Problems to work on:
1. Decide whether each statement below agrees with the passage on the Gregory Smart murder. For each one, answer yes or no and quote the deciding words of the passage. (a) Derry, New Hampshire, had a population of 32,000. (b) Art Hughes obeyed Pam and stayed out of the condo. (c) The police began arriving at around 11:15.
2. According to the passage on the Gregory Smart murder, at which school did Pamela Smart teach?
3. Repeat the passage on the Gregory Smart murder word for word, everything from "From the outside, the" down to "the insurance company.".

Extract provided:
#####

Additionally, the victim, whose name was Gregory Smart, was only twenty-four years old. A clean-cut young man, he worked in an insurance company and had, in fact, just returned from a day’s work. Why would anyone murder someone like this? And on a street like Misty Morning Drive? Derry, New Hampshire, was a quiet, peaceful town, population 32,000; they hadn’t had a homicide in years.
Gregg’s wife—they had been married about a year—showed up shortly after 10:00 p.m., and she would tell police later that things looked odd. For one thing, the porch light had not been turned on, something Gregg always did so she wouldn’t trip.
Pamela Smart parked in the garage, and she knew Gregg was home because his pickup truck was parked in it. She went up the few steps of the front porch, unlocked the door, and stepped inside as she switched on the foyer light. And then she started to scream, screaming about Gregg, and neighbors heard her. One of them responded to her screams and pulled her away from the condo just in case someone was still inside it.
Gregg Smart and his wife, Pam
“My husband’s hurt! He’s on the floor!” shouted Pam. “I don’t know what’s wrong with him!” During the confusion, at some point Pam also yelled, “Why do they keep doing this?”
A number of neighbors poured out of their condos to help, including one named Art Hughes who started to search the cars, but finally Pam yelled that he was inside the house.
Hughes started to run up the steps but Pam yelled at him not to.
“Don’t go in there!” She said. “There may still be somebody in there!”
Hughes kept going and in the light of the foyer he could see what Pam had seen, the prone body of her husband.
The cops started showing up at around 11:15 and the first one in determined that Gregory Smart was dead. Immediately, yellow crime scene tape was strung around the condo to preserve the crime scene.
Soon, forty-eight-year-old Captain Loring Jackson, a heavyset man who had been on the job since 1966—though not investigating a lot of crime—arrived on the scene.
Jackson looked over the condo, and he immediately got the aroma of a staged homicide scene, as if a burglary had occurred and Gregory Smart had interrupted the burglar in the process.
But, Jackson was to say, burglars don’t ordinarily rob anyone at night—daytime is their time—and if violence occurs it doesn’t happen the neat way that resulted in Smart’s death, where he is shot once in the head. The killing is usually far more messy.
“The scene stunk to high heaven,” Capt. Jackson recalled ten years later. “Not much was making sense. No sign of forced entry? A nighttime burglary in a densely populated area? An execution-style killing?” Even if it was a burglary, the police know that burglars don’t usually go armed. Crime statistics show that burglars rarely commit homicide, and when they do kill, it is not execution-style the way Gregory Smart was murdered.
Police photo of Gregg Smart at his house, shot dead
Jackson assigned two of his best detectives to the job, Daniel Pelletier and Barry Charewicz, and as usual in the case of homicide, the first people to be considered suspects were family members.
From the outside, the Smarts would seem to be a goodlooking, loving young couple, and were doing very well. She was a teacher at Winnacunnet High School in Hampton and Gregg had his job at the insurance company.

#####

Source excerpt:
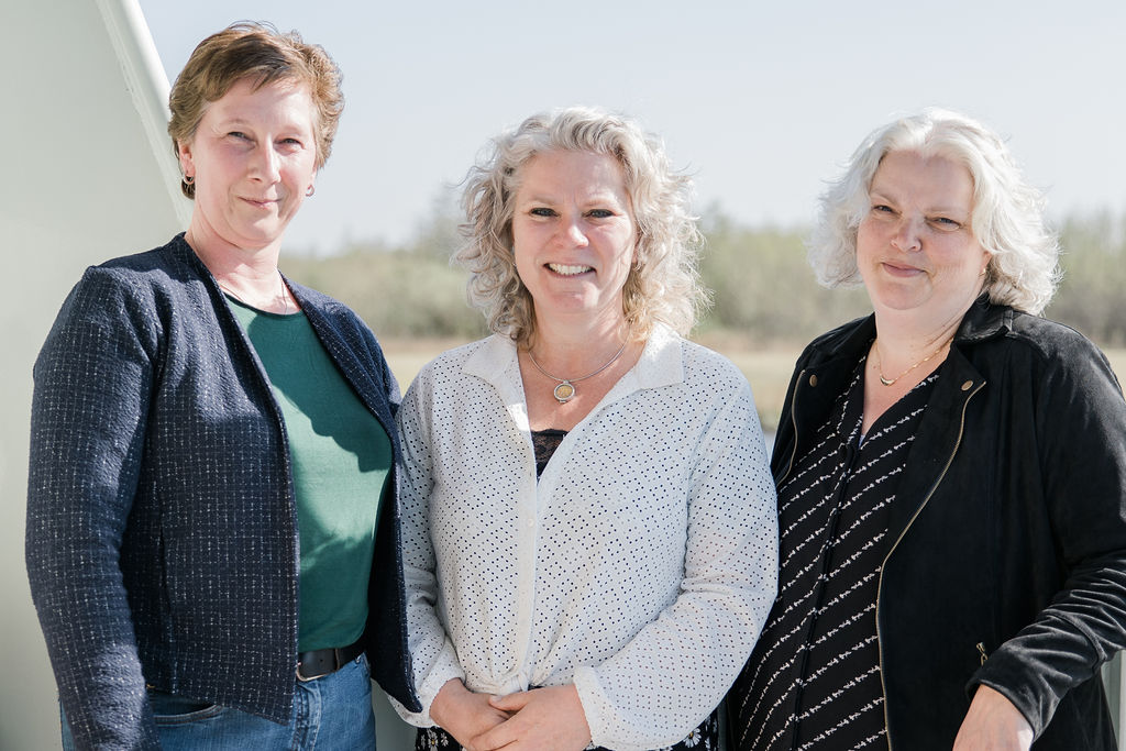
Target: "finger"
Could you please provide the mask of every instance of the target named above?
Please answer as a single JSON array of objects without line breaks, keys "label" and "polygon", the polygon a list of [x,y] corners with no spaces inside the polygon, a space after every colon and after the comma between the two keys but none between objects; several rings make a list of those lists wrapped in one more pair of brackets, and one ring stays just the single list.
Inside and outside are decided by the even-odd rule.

#####

Answers for the exercise:
1.
(a) Yes: "Derry, New Hampshire, was a quiet, peaceful town, population 32,000"
(b) No: "Hughes kept going and in the light of the foyer he could see what Pam had seen"
(c) Yes: "The cops started showing up at around 11:15"

2. Winnacunnet High School in Hampton.

3.
From the outside, the Smarts would seem to be a goodlooking, loving young couple, and were doing very well. She was a teacher at Winnacunnet High School in Hampton and Gregg had his job at the insurance company.